(Task goal): How many lines in the records below contain the string "stem"? Case counts; give only the number.

(Input records):
-*-*-

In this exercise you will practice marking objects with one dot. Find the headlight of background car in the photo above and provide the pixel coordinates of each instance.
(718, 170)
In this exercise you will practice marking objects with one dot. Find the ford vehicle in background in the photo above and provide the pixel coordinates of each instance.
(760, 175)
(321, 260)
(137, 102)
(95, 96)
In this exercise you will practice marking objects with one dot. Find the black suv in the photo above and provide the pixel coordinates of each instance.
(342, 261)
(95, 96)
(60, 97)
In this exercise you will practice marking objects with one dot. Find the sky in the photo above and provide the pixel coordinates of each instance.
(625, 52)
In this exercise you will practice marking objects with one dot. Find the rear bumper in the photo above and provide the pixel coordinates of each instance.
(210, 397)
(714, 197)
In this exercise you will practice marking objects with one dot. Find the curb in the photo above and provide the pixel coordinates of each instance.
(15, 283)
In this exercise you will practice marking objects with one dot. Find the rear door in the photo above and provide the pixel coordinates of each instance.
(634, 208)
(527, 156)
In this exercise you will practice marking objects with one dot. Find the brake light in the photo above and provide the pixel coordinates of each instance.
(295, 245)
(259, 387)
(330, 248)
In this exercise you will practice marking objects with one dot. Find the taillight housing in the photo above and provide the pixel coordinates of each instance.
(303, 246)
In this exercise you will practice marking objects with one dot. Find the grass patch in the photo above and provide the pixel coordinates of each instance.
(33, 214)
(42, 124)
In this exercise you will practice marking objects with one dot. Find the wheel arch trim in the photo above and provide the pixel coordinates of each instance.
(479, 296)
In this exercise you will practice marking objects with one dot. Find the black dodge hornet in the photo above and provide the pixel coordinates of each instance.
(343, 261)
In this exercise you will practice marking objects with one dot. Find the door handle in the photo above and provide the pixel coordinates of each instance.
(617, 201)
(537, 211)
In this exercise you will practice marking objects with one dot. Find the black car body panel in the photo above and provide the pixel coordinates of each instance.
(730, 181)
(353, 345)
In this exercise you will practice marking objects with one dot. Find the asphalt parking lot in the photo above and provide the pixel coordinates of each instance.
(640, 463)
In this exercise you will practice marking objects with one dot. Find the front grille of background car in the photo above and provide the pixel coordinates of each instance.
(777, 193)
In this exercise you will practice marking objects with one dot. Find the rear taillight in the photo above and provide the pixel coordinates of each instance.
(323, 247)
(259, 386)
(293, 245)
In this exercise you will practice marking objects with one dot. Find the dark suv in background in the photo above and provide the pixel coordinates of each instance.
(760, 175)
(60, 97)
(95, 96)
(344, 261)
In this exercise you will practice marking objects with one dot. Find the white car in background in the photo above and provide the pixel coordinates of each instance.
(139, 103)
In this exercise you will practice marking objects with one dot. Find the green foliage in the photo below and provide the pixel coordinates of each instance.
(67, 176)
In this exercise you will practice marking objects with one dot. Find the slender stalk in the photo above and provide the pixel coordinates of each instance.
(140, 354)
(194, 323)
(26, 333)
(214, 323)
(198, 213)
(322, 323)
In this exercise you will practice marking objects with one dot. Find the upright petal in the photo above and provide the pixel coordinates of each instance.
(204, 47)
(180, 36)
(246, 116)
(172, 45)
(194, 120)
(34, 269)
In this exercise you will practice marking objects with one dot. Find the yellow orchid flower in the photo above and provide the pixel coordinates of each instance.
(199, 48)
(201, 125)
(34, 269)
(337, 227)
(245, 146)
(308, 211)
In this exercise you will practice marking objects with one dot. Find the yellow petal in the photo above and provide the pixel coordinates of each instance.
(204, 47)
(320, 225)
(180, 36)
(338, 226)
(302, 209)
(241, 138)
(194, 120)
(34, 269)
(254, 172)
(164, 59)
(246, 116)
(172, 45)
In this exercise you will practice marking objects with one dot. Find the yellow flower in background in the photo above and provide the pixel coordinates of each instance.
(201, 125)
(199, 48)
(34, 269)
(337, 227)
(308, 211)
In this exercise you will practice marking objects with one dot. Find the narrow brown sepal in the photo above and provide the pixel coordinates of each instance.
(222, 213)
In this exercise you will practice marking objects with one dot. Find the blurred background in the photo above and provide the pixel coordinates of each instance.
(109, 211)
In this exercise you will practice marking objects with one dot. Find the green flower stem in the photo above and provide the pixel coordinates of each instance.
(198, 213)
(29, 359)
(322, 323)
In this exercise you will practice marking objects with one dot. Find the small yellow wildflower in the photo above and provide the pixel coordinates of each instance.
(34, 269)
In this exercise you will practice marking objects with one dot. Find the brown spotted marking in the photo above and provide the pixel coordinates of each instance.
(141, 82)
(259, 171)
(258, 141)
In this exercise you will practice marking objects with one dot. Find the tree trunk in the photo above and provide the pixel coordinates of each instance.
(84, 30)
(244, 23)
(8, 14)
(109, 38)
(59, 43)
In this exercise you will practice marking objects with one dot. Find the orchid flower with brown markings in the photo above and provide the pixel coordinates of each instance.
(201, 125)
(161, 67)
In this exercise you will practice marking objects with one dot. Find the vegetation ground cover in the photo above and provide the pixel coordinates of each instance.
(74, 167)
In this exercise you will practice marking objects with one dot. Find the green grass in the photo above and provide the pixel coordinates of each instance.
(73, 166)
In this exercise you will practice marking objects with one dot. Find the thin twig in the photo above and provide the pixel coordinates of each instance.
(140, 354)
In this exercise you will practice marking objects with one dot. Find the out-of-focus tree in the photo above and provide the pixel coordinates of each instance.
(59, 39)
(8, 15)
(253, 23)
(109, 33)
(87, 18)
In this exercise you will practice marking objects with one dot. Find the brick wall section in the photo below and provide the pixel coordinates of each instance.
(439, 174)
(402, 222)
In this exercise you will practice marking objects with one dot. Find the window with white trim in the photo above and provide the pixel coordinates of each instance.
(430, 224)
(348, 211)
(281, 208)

-*-*-

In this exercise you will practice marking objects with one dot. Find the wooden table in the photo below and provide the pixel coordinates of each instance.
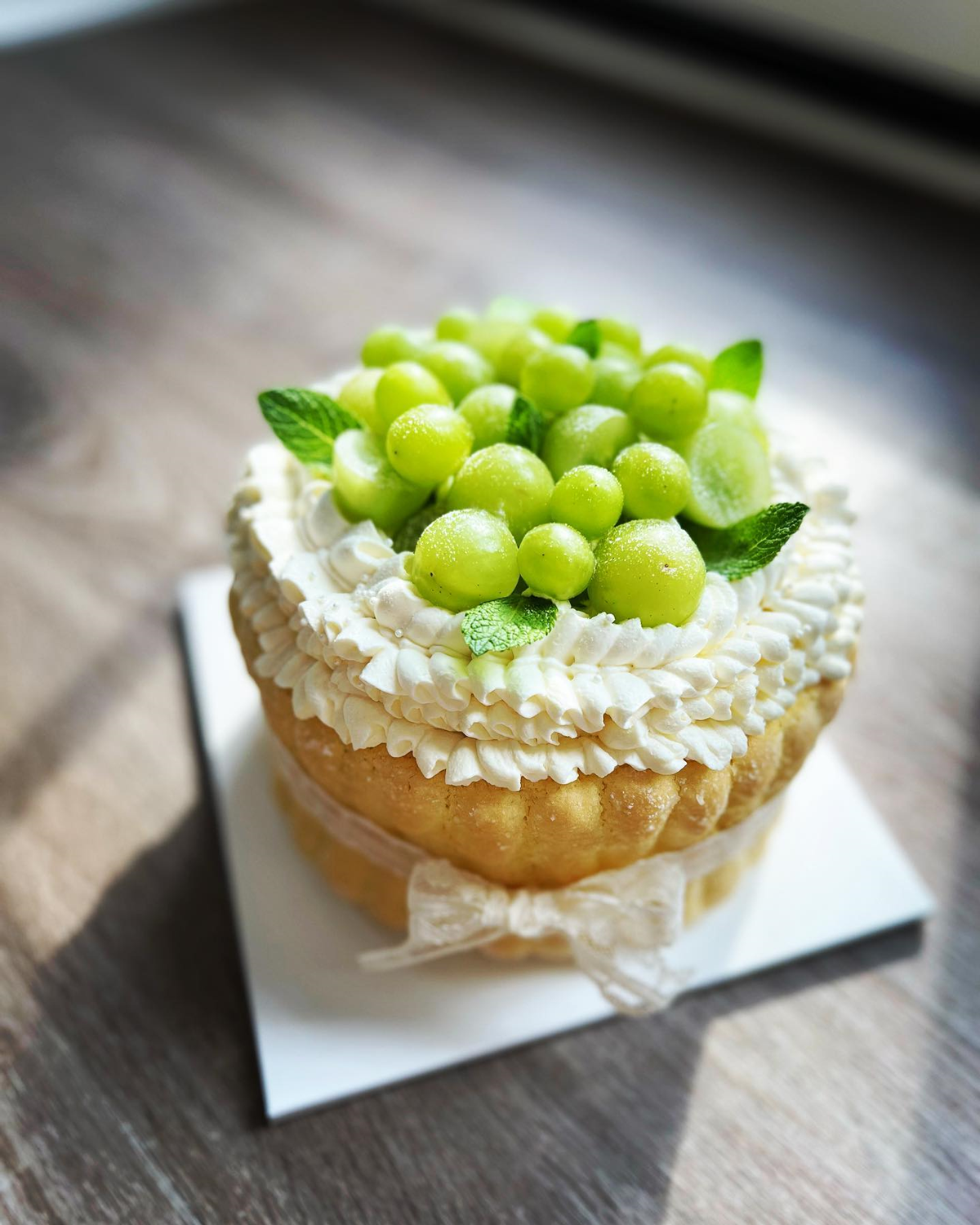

-*-*-

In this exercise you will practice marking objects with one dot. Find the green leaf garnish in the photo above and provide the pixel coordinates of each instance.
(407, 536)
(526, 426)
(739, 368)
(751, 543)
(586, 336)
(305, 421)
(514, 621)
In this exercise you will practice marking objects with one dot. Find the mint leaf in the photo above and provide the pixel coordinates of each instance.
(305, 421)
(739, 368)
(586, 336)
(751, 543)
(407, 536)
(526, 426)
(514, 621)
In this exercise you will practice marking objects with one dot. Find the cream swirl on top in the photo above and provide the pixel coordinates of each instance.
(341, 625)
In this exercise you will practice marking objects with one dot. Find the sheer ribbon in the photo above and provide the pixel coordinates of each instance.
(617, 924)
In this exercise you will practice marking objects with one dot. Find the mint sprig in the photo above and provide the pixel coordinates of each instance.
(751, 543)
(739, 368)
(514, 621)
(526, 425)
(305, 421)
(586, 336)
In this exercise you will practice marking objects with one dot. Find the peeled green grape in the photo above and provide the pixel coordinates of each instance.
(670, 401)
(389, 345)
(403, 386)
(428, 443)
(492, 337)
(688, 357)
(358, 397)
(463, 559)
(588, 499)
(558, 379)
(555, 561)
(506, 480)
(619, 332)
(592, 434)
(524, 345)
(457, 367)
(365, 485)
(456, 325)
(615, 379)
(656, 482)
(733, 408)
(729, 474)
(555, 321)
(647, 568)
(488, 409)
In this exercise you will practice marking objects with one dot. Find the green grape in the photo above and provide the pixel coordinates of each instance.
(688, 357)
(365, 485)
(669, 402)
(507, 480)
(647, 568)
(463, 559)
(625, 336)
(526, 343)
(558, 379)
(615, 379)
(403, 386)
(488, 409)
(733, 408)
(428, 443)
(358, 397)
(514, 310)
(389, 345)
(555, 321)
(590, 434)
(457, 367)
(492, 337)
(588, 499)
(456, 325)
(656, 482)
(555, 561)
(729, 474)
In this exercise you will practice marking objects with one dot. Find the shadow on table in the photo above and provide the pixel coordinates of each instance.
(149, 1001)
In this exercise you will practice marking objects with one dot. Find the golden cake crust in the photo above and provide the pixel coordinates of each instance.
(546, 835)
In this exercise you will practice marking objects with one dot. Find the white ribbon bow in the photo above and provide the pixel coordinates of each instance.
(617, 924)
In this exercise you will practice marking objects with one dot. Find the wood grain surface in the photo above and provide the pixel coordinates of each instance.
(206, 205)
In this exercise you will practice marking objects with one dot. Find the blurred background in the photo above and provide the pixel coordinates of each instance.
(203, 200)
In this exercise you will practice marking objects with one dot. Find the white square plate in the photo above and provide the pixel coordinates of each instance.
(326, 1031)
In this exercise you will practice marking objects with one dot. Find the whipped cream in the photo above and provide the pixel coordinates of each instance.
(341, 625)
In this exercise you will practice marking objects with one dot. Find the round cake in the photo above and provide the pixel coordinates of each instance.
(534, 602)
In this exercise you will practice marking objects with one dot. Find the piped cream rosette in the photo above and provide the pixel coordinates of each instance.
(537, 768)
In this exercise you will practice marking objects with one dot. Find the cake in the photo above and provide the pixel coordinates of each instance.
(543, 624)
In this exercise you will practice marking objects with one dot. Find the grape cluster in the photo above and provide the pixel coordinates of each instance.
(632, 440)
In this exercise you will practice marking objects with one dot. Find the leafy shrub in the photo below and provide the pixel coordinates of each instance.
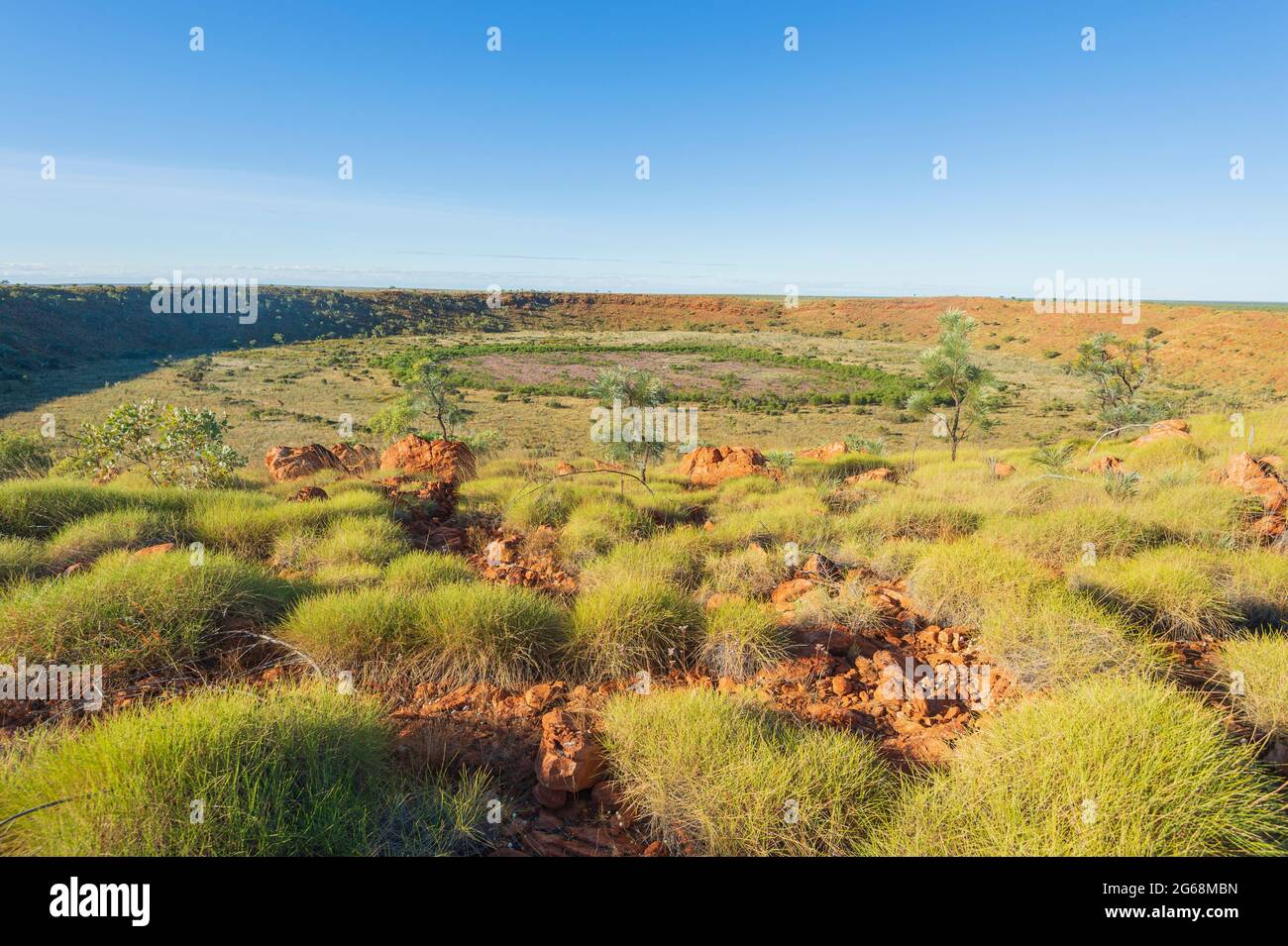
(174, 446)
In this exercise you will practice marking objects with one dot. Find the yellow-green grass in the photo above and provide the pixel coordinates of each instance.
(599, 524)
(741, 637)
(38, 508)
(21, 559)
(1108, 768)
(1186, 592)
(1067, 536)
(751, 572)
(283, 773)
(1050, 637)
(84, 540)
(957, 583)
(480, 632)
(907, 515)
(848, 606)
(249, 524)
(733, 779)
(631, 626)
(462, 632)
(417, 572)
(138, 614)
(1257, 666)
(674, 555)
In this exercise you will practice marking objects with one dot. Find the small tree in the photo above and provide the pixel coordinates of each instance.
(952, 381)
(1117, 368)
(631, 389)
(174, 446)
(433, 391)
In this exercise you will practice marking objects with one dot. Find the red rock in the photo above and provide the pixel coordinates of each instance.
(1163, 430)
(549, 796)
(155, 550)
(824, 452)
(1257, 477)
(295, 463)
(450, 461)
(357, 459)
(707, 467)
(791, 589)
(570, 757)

-*-*-

(Output of the exercise): 1